> **TASK DIRECTIONS**
Write out each line of the entries exactly, starting at the first and finishing with the line that contains "Show me the passenger window here.".

> **RECORDS FOR PROCESSING**
*** Block opens ***

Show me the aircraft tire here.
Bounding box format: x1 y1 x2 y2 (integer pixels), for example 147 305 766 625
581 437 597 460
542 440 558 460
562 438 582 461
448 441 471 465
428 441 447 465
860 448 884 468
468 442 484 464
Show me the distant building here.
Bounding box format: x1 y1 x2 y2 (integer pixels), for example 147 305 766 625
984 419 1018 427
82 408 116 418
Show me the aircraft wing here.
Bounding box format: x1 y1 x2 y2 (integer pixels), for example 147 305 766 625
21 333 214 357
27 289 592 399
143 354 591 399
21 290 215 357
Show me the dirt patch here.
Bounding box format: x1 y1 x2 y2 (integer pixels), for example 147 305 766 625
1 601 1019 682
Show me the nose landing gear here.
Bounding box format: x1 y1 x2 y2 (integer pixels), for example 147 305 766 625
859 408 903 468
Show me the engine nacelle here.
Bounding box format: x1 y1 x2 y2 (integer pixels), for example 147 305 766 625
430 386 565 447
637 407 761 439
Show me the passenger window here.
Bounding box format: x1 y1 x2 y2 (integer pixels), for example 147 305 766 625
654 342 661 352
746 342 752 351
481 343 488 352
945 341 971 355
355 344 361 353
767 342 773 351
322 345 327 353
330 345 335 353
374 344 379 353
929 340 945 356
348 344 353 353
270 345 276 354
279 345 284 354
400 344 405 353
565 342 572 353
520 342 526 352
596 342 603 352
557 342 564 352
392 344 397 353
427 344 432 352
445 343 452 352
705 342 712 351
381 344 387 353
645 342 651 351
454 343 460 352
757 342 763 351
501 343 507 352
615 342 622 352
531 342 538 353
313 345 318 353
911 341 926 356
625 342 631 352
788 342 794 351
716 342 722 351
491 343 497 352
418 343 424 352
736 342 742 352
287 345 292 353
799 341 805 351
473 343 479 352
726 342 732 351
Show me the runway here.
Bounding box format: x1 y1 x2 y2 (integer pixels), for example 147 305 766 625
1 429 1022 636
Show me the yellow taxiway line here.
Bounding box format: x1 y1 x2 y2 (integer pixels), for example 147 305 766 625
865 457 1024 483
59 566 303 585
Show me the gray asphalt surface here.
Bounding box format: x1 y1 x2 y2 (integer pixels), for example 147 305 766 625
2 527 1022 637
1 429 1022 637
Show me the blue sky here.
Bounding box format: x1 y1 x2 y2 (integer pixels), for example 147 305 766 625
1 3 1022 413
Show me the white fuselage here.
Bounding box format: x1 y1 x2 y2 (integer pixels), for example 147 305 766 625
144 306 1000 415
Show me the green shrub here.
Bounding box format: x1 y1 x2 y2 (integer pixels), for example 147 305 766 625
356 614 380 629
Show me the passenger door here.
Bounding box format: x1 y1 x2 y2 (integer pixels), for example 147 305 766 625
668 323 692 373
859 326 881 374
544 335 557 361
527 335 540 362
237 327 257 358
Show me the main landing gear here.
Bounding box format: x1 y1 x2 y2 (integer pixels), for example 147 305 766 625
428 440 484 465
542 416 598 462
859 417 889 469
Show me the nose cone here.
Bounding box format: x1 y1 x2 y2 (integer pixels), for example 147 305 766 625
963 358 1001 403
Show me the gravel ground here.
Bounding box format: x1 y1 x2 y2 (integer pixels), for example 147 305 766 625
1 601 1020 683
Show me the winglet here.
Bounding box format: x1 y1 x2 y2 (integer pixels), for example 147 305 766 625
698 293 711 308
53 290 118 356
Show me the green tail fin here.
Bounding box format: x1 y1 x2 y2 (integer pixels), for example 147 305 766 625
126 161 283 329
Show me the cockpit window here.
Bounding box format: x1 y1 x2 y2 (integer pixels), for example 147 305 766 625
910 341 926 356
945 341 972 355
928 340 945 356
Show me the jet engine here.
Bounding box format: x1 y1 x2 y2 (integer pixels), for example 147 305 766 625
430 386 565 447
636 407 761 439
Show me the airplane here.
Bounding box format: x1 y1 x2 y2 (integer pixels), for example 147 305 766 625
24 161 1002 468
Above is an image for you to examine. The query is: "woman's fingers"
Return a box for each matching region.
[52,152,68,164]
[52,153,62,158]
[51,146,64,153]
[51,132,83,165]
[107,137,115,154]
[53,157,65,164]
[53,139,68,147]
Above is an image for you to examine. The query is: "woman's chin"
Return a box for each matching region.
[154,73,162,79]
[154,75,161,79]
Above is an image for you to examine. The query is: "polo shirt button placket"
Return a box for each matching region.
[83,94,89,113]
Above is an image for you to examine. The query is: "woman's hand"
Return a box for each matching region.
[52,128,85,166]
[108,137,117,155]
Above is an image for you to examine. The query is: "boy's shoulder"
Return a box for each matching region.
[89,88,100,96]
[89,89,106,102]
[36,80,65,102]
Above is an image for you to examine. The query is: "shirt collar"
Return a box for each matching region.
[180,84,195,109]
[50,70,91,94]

*** Block closes ***

> **ANSWER BOX**
Show me the aircraft tire here.
Bounding box format: x1 y1 x2 y2 (integer pixels), for example 147 305 766 625
581 437 597 460
542 440 558 460
562 438 582 461
448 441 471 465
428 441 447 465
860 448 884 468
468 442 484 464
Show me the distant building here.
Bounding box format: x1 y1 x2 y2 (integer pixels), for example 147 305 766 625
984 419 1018 427
82 408 116 418
Show me the aircraft wing here.
Bounding box format: x1 y1 x2 y2 (integer pixels), for example 147 305 766 625
21 333 214 357
27 289 592 399
143 354 591 399
21 290 215 357
Show me the dirt patch here.
Bounding box format: x1 y1 x2 y2 (integer pixels), for example 147 305 766 625
1 601 1019 682
Show me the nose landing gear here.
Bounding box format: x1 y1 x2 y2 (integer pixels), for example 147 305 766 625
859 408 903 468
Show me the engine nacelle here.
Bounding box format: x1 y1 x2 y2 (integer pixels), for example 147 305 766 625
430 386 565 447
637 407 761 439
Show me the passenger window here.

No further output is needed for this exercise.